RAW DATA
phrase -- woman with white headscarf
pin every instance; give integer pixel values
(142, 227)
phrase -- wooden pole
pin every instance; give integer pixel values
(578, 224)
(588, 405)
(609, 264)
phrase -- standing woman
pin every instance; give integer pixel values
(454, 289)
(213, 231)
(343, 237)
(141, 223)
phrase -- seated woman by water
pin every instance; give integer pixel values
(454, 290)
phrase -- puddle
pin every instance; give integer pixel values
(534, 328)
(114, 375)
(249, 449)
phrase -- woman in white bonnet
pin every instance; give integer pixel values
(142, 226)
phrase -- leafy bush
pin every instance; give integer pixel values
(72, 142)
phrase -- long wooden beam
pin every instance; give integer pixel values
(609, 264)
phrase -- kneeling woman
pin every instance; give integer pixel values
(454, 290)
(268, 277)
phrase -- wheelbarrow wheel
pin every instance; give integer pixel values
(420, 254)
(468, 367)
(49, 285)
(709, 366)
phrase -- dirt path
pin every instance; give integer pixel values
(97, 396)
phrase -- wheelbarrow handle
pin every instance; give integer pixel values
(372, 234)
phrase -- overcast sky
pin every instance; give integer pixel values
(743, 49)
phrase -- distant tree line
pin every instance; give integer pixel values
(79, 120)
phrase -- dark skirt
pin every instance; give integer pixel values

PROBLEM REQUIREMENTS
Please write out the records again, starting at the line that contains "phrase -- wheelbarrow wheel" and ending at the end of the records, keeping every line but shifting each coordinate value in the answers up by 130.

COMPLETE OUTPUT
phrase -- wheelbarrow wheel
pin every instance; give integer pixel values
(550, 384)
(598, 497)
(179, 415)
(839, 496)
phrase -- dirt path
pin every instance; give integer pixel values
(227, 526)
phrase -- wheelbarrow handle
pin every instance; give integer pixel values
(502, 364)
phrase -- overcast sky
pin every instance; give integer pixel values
(873, 179)
phrase -- distant tree line
pin every instance; give integer pixel values
(209, 250)
phrase -- dark skirt
pin every instance; give integer pixel values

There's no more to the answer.